==== EXERCISE INPUT
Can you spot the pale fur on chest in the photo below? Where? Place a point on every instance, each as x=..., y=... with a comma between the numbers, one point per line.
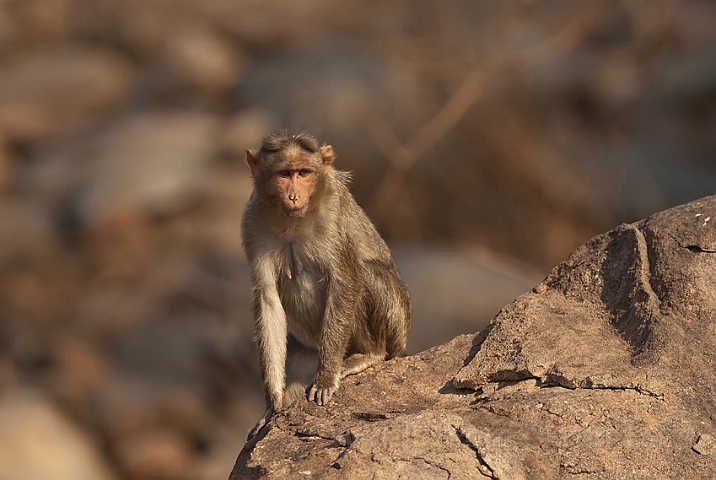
x=301, y=286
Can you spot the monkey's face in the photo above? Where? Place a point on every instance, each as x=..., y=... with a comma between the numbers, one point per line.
x=289, y=177
x=293, y=186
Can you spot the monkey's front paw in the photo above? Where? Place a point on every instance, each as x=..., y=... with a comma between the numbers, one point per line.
x=320, y=394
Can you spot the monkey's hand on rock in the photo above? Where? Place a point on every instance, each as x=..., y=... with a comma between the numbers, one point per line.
x=323, y=389
x=260, y=424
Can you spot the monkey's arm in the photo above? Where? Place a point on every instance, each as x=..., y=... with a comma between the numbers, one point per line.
x=271, y=334
x=339, y=316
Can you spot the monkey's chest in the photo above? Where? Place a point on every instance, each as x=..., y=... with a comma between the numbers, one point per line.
x=303, y=300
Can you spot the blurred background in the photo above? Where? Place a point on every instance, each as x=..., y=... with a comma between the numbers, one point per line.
x=487, y=140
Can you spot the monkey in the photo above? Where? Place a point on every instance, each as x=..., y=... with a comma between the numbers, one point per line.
x=320, y=270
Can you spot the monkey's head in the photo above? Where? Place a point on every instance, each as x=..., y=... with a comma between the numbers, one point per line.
x=289, y=170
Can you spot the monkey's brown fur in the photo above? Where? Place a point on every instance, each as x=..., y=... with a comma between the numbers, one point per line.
x=319, y=268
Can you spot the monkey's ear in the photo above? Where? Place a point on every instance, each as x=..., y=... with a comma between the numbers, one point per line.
x=327, y=154
x=252, y=160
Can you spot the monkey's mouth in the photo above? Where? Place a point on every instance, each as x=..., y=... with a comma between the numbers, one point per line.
x=294, y=211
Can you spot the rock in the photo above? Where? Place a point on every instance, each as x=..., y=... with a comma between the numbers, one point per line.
x=49, y=91
x=245, y=130
x=455, y=292
x=155, y=454
x=201, y=59
x=155, y=161
x=37, y=442
x=605, y=370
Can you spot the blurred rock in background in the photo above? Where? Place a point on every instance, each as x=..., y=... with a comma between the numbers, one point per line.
x=487, y=140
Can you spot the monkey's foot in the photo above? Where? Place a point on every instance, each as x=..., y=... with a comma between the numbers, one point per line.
x=261, y=423
x=322, y=395
x=359, y=362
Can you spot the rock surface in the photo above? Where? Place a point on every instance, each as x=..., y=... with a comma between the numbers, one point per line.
x=605, y=370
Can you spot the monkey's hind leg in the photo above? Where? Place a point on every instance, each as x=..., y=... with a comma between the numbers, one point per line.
x=300, y=370
x=359, y=362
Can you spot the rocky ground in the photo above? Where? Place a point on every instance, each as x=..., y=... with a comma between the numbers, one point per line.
x=487, y=141
x=604, y=370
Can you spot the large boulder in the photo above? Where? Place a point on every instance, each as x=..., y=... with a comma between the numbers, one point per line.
x=607, y=369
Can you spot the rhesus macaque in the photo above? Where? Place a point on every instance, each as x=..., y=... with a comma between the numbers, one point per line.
x=319, y=268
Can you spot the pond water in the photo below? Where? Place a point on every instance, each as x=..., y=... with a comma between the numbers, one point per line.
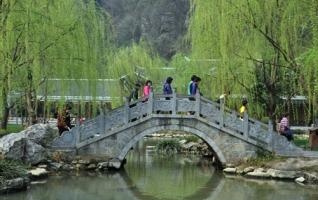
x=148, y=176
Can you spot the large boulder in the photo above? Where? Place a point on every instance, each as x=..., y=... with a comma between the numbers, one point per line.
x=28, y=145
x=42, y=134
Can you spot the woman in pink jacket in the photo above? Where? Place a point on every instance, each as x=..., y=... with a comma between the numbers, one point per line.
x=147, y=90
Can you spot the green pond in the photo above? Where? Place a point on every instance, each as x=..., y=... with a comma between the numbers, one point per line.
x=148, y=176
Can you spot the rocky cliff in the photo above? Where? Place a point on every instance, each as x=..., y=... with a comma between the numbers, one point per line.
x=161, y=22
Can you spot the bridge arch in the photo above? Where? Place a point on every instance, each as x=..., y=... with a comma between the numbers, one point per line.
x=220, y=156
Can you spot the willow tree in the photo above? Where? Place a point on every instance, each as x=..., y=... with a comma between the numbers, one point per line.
x=310, y=70
x=134, y=64
x=257, y=43
x=48, y=39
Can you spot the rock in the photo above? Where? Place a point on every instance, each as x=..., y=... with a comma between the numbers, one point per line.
x=42, y=166
x=311, y=178
x=259, y=170
x=74, y=162
x=34, y=153
x=230, y=165
x=14, y=185
x=67, y=167
x=230, y=170
x=91, y=167
x=282, y=174
x=84, y=162
x=55, y=166
x=42, y=134
x=28, y=145
x=189, y=145
x=38, y=173
x=296, y=164
x=182, y=142
x=102, y=165
x=258, y=174
x=248, y=169
x=79, y=166
x=114, y=163
x=300, y=180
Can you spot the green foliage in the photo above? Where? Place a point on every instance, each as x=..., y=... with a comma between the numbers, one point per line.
x=168, y=147
x=11, y=169
x=258, y=52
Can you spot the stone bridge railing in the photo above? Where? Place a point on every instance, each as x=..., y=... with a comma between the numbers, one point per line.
x=215, y=114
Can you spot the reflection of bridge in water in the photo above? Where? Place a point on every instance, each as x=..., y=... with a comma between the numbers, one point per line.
x=231, y=138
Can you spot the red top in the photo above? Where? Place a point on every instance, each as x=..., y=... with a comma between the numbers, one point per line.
x=147, y=90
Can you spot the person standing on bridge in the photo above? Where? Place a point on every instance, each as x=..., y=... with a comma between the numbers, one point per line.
x=167, y=89
x=134, y=93
x=243, y=108
x=147, y=90
x=284, y=128
x=193, y=77
x=195, y=86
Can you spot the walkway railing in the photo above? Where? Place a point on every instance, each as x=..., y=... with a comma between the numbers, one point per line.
x=174, y=106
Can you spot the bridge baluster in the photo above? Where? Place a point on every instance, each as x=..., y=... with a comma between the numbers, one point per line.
x=270, y=131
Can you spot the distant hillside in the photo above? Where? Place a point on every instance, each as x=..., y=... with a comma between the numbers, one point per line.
x=162, y=22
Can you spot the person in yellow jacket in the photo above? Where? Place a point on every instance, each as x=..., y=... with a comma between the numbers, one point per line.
x=243, y=108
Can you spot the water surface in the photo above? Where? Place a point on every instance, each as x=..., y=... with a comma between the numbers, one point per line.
x=148, y=176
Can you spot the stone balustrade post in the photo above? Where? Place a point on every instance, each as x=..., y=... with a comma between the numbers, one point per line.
x=271, y=131
x=150, y=103
x=197, y=103
x=222, y=107
x=245, y=124
x=126, y=115
x=174, y=103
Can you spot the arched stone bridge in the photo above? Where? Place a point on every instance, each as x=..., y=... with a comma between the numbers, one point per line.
x=231, y=138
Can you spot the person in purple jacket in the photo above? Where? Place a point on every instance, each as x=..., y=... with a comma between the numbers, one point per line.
x=195, y=86
x=167, y=89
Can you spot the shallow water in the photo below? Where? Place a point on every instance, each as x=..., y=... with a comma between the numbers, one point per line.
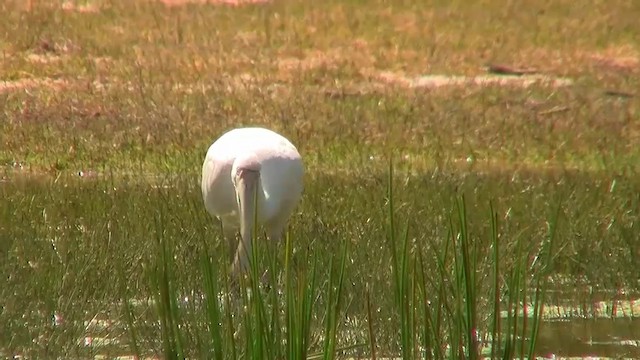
x=65, y=245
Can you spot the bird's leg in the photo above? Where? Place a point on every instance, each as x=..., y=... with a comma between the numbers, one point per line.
x=274, y=237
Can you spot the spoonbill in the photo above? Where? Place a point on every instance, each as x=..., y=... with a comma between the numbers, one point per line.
x=244, y=162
========
* _TASK DETAILS_: Copy each of the entries above precisely, and drop whatever pictures they hold.

* _YOUR RESPONSE_:
Can you spot the pale fur on chest in the photo below? Where? Place a point on every instance, each as x=..., y=... with a comma between the numbers, one point per line.
x=301, y=286
Can you spot the monkey's face in the photo above? Where? Place a point on every instance, each as x=..., y=... with a comma between the numbers, one point per line.
x=289, y=177
x=293, y=186
Can you spot the monkey's front paw in the photo above? Where? Place a point on every instance, each as x=..., y=... with a comma between the numbers, one point per line.
x=320, y=394
Can you spot the monkey's hand on rock in the photo above? Where? Place a point on every instance, each as x=..., y=... with a comma between the numbers, one point per line.
x=323, y=389
x=260, y=424
Can you spot the monkey's arm in the photo above? Where? Place a point on every instance, each as x=..., y=... with a comma between the numbers, one point per line.
x=271, y=334
x=339, y=316
Can you spot the monkey's chest in the photo above? Where? Place a point on every instance, each as x=..., y=... with a comma between the numbers, one point per line.
x=303, y=300
Can you spot the blurred background in the photo above? Where? Place a point on every instance, each as x=..., y=... with a comma between the numbers, one point per line.
x=487, y=140
Can you spot the monkey in the photo above? Where? Place a point on every instance, each as x=..., y=... with a comma between the numbers, one point per line.
x=320, y=270
Can you spot the monkey's head in the photo above? Where? Place a point on every instance, each as x=..., y=... with a comma between the numbers, one point per line.
x=289, y=170
Can you spot the monkey's brown fur in the photo above? Where? Place a point on every instance, each as x=..., y=... with a comma between the numbers, one point per line.
x=319, y=268
Can you spot the monkey's ear in the photo above? Where? Place a point on every instance, each as x=..., y=... with a comma between the numbers, one point per line.
x=327, y=154
x=252, y=160
Can you spot the monkey's mouth in the photo above? Where? Place a point on every instance, each as x=..., y=... with a comma between the numbers, one point per line.
x=294, y=211
Can you spot the rock in the photo above? Where? Place a point on every instance, each as x=..., y=... with a comma between the numbers, one point per line.
x=49, y=91
x=245, y=130
x=455, y=292
x=155, y=454
x=201, y=59
x=155, y=161
x=37, y=442
x=605, y=370
Can you spot the blurred rock in background in the photo above? Where? Place a point on every instance, each as x=..., y=... with a comma between the numbers, one point per line.
x=487, y=140
Can you spot the monkey's foot in the photo above? Where? Place a point on every instance, each as x=..., y=... with a comma between the numbers, one point per line.
x=261, y=423
x=322, y=395
x=359, y=362
Can you spot the rock surface in the photo above? Where? Place a point on every instance, each as x=..., y=... with a comma between the numbers, one point per line.
x=605, y=370
Can you spot the monkey's hind leg in the photo above? Where? Place a point on every instance, each as x=..., y=... with a comma between the numbers, one point per line.
x=300, y=370
x=359, y=362
Can you spot the rocky ground in the photo above? Where? Place a point on every instance, each as x=..., y=... with a comma between the numbers, one point per line.
x=487, y=141
x=604, y=370
Can you spot the large boulder in the photo above? Where? Place a point on every instance, each as x=..., y=... with a comma between the numbers, one point per line.
x=607, y=369
Can you spot the rhesus macaque in the photo above? Where? Place a point on every instance, each as x=..., y=... with a comma between the numbers, one point per line.
x=319, y=268
Can you spot the pond water in the photo below? Where? Place a point on every instance, each as x=..., y=... with a comma between the numbers, one point per line.
x=148, y=176
Can you spot the large boulder in the photo above? Where? Place a point on every instance, each as x=..., y=... with a comma between the numbers, one point per line.
x=28, y=145
x=42, y=134
Can you spot the woman in pink jacket in the photo above? Where? Place a point on every instance, each as x=..., y=... with a comma between the numbers, one point per line.
x=147, y=90
Can you spot the green pond in the photo above? Where? Place a point on every instance, each as x=..., y=... with a comma between the numbers, one point per line.
x=148, y=176
Can you spot the rocky cliff in the photo above? Where? Place a point on every instance, each as x=..., y=... with a comma between the numbers, one point per line.
x=161, y=22
Can you spot the bridge arch in the photo above? Where? Place a point on every instance, each as x=..., y=... with a comma between the numbers, one point per line.
x=220, y=156
Can you spot the willow tree in the photo above? Where? Place a point on every instance, each as x=..., y=... with a comma between the numbers, one point per line.
x=310, y=70
x=134, y=64
x=257, y=43
x=48, y=39
Can you spot the rock in the photo above? Where? Place a point on every instance, each as x=..., y=... with a comma between the numbers, one point per line.
x=42, y=166
x=311, y=178
x=259, y=170
x=74, y=162
x=34, y=153
x=230, y=165
x=14, y=185
x=67, y=167
x=230, y=170
x=91, y=167
x=282, y=174
x=84, y=162
x=55, y=166
x=42, y=134
x=28, y=145
x=189, y=145
x=38, y=173
x=296, y=164
x=182, y=142
x=102, y=165
x=258, y=174
x=248, y=169
x=79, y=166
x=114, y=163
x=300, y=180
Can you spot the green foliage in the photo above? Where? Place a point on every instance, each as x=..., y=... with a comma between the numbers, one point per line.
x=168, y=147
x=11, y=169
x=258, y=52
Can you spot the stone bridge railing in the photo above? Where? Place a point on every instance, each as x=..., y=... with a comma between the numbers, one point per line.
x=215, y=114
Can you spot the reflection of bridge in water in the photo above? Where? Place a point on every instance, each as x=..., y=... with a comma between the numbers, one point per line.
x=231, y=138
Can you spot the red top in the photo above? Where? Place a point on every instance, each as x=..., y=... with a comma between the numbers, one point per line.
x=147, y=90
Can you spot the person standing on bridge in the photo above? Where? Place a point on every instance, each as x=..., y=... with a comma between the numbers, one point per line.
x=167, y=89
x=134, y=93
x=243, y=108
x=147, y=90
x=284, y=128
x=193, y=77
x=195, y=86
Can you spot the walkway railing in the photo above? Where? Place a point on every instance, each as x=..., y=... with a comma between the numbers, one point per line.
x=174, y=106
Can you spot the bridge baluster in the photo above? Where? Place a point on every instance, each as x=..., y=... with a comma between the numbers, one point per line.
x=270, y=131
Can you spot the distant hillside in the photo above? Where? Place a point on every instance, each as x=..., y=... with a comma between the numbers, one point per line.
x=162, y=22
Can you spot the person in yellow jacket in the photo above? Where? Place a point on every instance, each as x=..., y=... with a comma between the numbers, one point per line.
x=243, y=108
Can you spot the water surface in the photo above? Where? Place a point on every instance, each as x=..., y=... with a comma between the numbers, one point per line.
x=148, y=176
Can you spot the stone balustrade post in the photo above? Where? Place a point on every instance, each as x=..., y=... with a comma between the numbers, one point per line.
x=271, y=131
x=150, y=103
x=197, y=103
x=222, y=107
x=245, y=124
x=126, y=115
x=174, y=103
Can you spot the arched stone bridge in the photo above? Where? Place a point on every instance, each as x=..., y=... with a comma between the numbers, one point per line.
x=231, y=138
Can you spot the person in purple jacket in the photo above? Where? Place a point on every instance, each as x=..., y=... with a comma between the numbers, one point per line.
x=195, y=86
x=167, y=89
Can you spot the shallow water in the photo below? Where? Place a point on every instance, each as x=..., y=... with a comma between the numbers, one point per line.
x=65, y=245
Can you spot the bird's leg in the photo above? Where? Place a point on every instance, each as x=..., y=... with a comma between the numbers, one point per line.
x=274, y=237
Can you spot the spoonbill in the photo above? Where? Place a point on every instance, each as x=..., y=... with a comma between the numbers, one point per line.
x=244, y=162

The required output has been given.